=== Extracted records ===

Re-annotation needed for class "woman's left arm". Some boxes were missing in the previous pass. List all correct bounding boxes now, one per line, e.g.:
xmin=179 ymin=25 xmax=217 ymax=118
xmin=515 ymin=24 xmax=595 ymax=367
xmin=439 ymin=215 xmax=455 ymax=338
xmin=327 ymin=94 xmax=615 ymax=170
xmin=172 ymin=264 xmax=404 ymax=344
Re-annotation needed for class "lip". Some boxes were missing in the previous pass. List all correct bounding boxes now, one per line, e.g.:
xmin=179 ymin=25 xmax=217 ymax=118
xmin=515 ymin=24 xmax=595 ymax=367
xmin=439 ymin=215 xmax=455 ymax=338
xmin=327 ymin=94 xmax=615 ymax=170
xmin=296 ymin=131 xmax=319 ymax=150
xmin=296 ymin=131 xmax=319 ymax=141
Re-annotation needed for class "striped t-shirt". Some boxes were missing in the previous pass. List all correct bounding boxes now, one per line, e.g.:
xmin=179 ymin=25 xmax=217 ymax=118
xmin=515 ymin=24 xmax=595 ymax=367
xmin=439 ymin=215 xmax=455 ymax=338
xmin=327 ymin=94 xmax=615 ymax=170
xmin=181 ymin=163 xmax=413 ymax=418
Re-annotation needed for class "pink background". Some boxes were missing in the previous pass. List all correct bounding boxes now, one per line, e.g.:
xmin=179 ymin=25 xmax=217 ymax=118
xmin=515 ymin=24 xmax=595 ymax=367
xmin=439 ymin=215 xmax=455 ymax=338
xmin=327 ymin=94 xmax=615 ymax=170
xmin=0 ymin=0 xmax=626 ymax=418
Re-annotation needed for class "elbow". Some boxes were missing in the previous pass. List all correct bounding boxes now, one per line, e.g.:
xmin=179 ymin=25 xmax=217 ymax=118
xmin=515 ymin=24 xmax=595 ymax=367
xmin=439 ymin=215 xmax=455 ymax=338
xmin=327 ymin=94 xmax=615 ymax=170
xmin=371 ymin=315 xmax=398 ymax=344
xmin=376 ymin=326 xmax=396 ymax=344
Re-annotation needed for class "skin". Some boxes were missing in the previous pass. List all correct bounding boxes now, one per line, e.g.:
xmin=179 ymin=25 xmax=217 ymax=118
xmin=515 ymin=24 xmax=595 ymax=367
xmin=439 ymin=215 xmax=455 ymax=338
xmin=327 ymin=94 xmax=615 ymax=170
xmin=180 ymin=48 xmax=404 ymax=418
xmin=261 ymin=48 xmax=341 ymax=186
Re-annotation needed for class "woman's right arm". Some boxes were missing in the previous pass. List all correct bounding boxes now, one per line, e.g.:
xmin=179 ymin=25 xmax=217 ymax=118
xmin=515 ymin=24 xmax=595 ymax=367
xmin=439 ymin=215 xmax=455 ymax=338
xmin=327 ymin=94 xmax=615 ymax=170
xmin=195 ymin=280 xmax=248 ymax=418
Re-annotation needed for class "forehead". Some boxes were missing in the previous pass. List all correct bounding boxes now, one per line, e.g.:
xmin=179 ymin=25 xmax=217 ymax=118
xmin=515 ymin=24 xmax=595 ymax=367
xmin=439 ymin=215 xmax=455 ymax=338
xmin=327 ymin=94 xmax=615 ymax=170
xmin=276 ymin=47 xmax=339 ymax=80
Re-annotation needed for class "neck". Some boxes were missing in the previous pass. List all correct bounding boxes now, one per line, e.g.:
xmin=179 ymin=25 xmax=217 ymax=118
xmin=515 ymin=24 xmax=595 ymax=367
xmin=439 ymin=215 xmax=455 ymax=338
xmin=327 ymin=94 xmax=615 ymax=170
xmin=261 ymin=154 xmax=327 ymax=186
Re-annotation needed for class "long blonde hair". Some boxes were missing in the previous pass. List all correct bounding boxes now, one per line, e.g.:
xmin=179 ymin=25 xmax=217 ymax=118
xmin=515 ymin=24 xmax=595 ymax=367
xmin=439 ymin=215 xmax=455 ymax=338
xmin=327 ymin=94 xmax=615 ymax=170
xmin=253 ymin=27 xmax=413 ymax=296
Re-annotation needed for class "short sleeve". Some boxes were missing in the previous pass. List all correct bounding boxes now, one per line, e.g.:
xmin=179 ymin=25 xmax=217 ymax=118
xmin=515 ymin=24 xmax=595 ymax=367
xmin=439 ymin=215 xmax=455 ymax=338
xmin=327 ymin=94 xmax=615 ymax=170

===

§ **What the task requires**:
Find each line in the rows above that contains the word "woman", and copy those lines in full. Case counts.

§ **Answer to this exercise**:
Re-annotation needed for class "woman's left arm". Some boxes were missing in the previous pass. List all correct bounding boxes now, one per line, e.g.:
Re-annotation needed for class "woman's right arm". Some boxes were missing in the previous pass. List all correct bounding boxes now, one per line, e.g.:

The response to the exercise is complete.